Prescription costs to rise under new FDA rule?

The price of generic drugs would skyrocket under a proposal from the Food and Drug Administration (FDA) that would open manufacturers to lawsuits for failures to warn consumers about the potential side effects, according to a new report.

In the study released earlier this month that contradicts the FDA’s numbers, conservative economic consulting firm Matrix Global Advisors found that the cost of producing generic drugs would increase by about $4 billion annually for the industry, or $1.16 per prescription, which would be passed down to consumers. 

{mosads}Industry groups say the FDA has not fully considered the costs of the rule. They argue it could prove to be too costly for manufacturers and insurers to comply with and drive some of them out of the market, reducing consumers’ access to generic drugs and raising prices.

But consumer advocates say the rule is necessary to protect patients and hold manufacturers accountable for the generic drugs they make. 

“This rule jeopardizes the cost savings that generic drugs bring to the market,” Matrix Global Advisors CEO Alex Brill said this week at an event hosted by the Law & Economics Center at George Mason University. “If costs go up, prices go up.”

→ Required action 1: In the article on the FDA generic drug rule, how much would the cost per prescription rise according to Matrix Global Advisors?
→ Required action 2: Pick up the article on the FDA generic drug rule after its final sentence and continue it.
These lines come from a separate source, not from the article on generic drug costs.

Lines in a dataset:
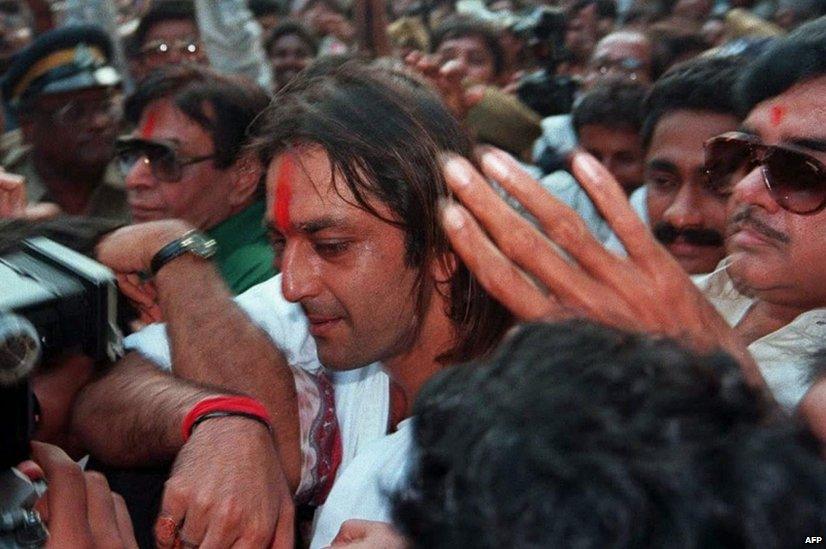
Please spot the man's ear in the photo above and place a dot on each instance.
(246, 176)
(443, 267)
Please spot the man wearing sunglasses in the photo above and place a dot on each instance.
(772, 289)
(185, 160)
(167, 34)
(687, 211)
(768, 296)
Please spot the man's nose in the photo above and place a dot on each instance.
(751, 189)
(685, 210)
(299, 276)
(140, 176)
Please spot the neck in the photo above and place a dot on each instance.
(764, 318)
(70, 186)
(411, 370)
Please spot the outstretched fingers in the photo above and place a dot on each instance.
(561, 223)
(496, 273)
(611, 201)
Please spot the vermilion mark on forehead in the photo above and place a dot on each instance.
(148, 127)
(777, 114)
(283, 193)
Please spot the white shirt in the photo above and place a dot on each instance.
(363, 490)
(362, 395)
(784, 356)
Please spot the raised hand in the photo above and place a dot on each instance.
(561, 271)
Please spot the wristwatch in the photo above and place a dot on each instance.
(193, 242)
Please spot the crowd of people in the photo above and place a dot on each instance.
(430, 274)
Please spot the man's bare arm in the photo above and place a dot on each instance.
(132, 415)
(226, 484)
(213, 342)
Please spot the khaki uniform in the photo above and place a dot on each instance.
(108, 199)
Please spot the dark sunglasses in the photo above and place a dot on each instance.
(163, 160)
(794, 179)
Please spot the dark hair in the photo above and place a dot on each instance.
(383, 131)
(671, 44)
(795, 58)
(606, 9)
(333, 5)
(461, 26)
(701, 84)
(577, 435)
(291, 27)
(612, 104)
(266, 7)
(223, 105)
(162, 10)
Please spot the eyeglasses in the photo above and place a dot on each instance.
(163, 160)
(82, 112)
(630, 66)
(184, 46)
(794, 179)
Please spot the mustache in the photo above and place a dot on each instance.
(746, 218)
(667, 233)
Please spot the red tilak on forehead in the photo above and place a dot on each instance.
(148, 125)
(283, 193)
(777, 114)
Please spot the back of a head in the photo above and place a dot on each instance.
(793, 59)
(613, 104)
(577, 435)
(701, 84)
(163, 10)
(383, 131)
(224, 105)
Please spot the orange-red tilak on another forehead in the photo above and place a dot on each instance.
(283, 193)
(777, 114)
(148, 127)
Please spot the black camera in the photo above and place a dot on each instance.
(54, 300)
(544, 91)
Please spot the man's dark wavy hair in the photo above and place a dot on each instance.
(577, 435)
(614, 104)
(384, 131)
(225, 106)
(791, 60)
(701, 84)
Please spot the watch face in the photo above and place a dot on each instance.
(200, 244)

==

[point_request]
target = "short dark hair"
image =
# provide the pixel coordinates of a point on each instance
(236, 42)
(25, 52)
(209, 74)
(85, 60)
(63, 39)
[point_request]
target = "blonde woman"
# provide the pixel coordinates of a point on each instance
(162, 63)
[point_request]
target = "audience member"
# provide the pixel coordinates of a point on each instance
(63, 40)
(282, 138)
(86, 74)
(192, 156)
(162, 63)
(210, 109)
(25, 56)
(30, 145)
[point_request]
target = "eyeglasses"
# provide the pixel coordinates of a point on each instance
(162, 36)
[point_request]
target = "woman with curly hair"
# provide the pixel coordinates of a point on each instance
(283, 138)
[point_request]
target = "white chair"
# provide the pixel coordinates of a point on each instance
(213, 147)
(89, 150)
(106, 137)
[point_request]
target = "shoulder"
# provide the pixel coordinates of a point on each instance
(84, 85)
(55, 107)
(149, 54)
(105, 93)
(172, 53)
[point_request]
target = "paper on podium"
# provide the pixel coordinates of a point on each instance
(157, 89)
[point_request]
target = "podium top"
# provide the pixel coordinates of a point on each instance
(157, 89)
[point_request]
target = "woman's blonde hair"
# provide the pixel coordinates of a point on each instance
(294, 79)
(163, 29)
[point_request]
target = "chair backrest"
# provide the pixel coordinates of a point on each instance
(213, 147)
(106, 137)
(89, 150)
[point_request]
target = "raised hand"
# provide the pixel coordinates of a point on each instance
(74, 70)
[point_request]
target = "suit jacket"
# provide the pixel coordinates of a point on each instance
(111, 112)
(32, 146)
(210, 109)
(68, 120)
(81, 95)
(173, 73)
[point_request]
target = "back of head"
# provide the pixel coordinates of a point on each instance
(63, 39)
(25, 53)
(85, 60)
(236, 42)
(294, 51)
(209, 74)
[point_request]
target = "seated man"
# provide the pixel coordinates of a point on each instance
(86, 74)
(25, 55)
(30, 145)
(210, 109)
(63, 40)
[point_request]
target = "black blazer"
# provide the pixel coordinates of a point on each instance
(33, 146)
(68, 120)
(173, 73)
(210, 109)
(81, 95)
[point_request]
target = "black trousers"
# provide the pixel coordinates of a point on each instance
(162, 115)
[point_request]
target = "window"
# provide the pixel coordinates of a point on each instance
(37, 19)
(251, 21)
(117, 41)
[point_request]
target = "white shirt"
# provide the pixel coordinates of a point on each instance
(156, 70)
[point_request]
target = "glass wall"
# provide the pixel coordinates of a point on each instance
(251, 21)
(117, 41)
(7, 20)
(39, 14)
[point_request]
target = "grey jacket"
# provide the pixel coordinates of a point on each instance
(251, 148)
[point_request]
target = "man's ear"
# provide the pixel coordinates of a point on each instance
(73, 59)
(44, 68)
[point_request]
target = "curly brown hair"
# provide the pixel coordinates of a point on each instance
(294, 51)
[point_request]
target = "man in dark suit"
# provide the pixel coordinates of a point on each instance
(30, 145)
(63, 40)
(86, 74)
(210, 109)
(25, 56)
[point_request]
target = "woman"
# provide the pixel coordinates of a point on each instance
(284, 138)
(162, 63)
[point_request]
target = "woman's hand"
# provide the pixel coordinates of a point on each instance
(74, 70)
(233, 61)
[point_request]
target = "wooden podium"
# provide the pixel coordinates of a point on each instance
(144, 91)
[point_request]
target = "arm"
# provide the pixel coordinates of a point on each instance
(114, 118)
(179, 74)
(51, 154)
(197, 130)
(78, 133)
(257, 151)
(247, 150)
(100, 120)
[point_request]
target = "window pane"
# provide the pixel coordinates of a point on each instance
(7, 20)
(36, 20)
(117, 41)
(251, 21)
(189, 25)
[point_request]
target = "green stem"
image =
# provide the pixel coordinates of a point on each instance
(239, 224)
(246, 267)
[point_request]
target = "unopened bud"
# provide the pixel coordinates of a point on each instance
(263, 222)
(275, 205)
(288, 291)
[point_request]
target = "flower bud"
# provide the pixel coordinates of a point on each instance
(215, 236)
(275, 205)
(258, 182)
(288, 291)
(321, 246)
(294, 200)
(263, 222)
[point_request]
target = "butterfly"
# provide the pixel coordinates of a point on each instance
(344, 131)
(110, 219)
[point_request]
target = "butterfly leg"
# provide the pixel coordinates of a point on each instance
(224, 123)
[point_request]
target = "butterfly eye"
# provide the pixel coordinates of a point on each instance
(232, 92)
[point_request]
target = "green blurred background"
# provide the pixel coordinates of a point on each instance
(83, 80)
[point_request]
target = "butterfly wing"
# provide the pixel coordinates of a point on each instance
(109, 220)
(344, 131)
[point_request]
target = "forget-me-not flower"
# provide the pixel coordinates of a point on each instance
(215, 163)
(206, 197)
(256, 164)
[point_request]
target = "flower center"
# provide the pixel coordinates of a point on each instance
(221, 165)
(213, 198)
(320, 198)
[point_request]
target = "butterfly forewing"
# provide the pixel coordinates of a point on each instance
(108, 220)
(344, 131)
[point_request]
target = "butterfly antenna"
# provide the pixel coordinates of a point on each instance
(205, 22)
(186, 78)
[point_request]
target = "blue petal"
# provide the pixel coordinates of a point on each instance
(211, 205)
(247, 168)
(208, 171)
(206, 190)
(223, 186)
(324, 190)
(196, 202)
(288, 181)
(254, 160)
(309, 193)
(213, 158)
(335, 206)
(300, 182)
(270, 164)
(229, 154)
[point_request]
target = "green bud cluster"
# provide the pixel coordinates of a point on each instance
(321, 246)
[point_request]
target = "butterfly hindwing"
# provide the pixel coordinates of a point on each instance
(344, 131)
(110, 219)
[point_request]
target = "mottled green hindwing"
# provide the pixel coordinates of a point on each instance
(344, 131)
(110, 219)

→ Final answer 1: About $1.16 per prescription.

→ Final answer 2:
But Allison Zieve, director of litigation at Public Citizen, a consumer advocacy group, said the rule would encourage companies to take responsibility for the drugs they produce.

“Generic manufacturers are fully capable of complying,” Zieve said at the conference. “By giving them more responsibility for labeling, the proposed rule will encourage vigilance.”

Generic drugs account for about 84 percent of the U.S. market’s prescription drugs, according to a study by IMS Health.

The labeling rule would open generic drugmakers to lawsuits. Under current law, generic drug manufacturers are not allowed to change the warning labels on their products, so they are dependent on brand name drugs to provide accurate information.

Therefore, the Supreme Court ruled in 2011 and again in 2013 that generic drugmakers can’t be held responsible for labels they don’t control, even though brand name drug manufacturers can be held liable.

But consumers advocacy groups say this is not fair to patients, who don’t realize there is a difference in the level of responsibility between companies that manufacture brand name drugs and generic drugs.

“A patient injured today by a generic drug has no recourse for holding the manufacturer accountable,” Zieve said.

The FDA weighed in last November when it proposed to change the rule and allow generic drug manufacturers to also change their labels, so they are on a level playing field with brand name drugs.

But generic drug companies have protested the decision. They say the rule could force many of them out of the market and raise prices for consumers. The rule could also lead to generic drugmakers “over warning” patients on the labels, which could confuse doctors who are trying to prescribe the best medication for their patients.

“It’s just as problematic to over-warn and to scare away individuals who would benefit from the medicine,” said Sheldon Bradshaw, a lawyer at Hunton & Williams, who also spoke at the conference.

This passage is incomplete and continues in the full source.